What is required:
Transcribe exactly the line containing "Point to the hedge, one" plus every later line in the data.

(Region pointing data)
# # #

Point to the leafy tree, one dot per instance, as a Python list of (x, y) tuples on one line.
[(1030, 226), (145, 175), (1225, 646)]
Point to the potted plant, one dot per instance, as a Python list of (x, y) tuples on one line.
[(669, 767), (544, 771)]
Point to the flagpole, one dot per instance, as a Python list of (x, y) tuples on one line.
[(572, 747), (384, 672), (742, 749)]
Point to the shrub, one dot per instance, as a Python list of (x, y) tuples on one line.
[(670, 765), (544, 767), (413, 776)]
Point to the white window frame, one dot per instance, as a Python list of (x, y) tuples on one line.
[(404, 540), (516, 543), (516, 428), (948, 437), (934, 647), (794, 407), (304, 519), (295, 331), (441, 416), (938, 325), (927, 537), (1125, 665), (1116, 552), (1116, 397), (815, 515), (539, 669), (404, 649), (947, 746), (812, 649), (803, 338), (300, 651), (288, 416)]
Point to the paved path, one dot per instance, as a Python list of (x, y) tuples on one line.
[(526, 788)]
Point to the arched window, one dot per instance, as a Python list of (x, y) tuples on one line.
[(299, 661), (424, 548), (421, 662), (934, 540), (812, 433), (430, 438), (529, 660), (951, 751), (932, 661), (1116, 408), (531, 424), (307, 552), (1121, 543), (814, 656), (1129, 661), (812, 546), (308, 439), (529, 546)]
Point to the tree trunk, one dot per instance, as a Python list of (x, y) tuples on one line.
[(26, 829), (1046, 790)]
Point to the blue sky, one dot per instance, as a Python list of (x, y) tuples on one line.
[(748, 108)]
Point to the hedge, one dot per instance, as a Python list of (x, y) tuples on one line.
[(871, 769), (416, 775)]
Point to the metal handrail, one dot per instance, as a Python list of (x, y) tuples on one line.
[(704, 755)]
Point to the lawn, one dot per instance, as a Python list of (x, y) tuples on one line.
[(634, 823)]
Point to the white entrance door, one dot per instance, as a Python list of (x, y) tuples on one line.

# # #

Answer:
Point to the hedge, one dot per instance, as a Python list of (x, y) tuples on one line.
[(871, 769), (416, 775)]
Point to the metal handrail, one dot per instance, as a Python list of (x, y) tuples on one line.
[(704, 755)]
Point to the lawn, one dot per instance, as a Python list of (x, y) tuples on one line.
[(634, 823)]
Point to the white entrance door, one dot per instance, as a Python list of (x, y) tuples on one line.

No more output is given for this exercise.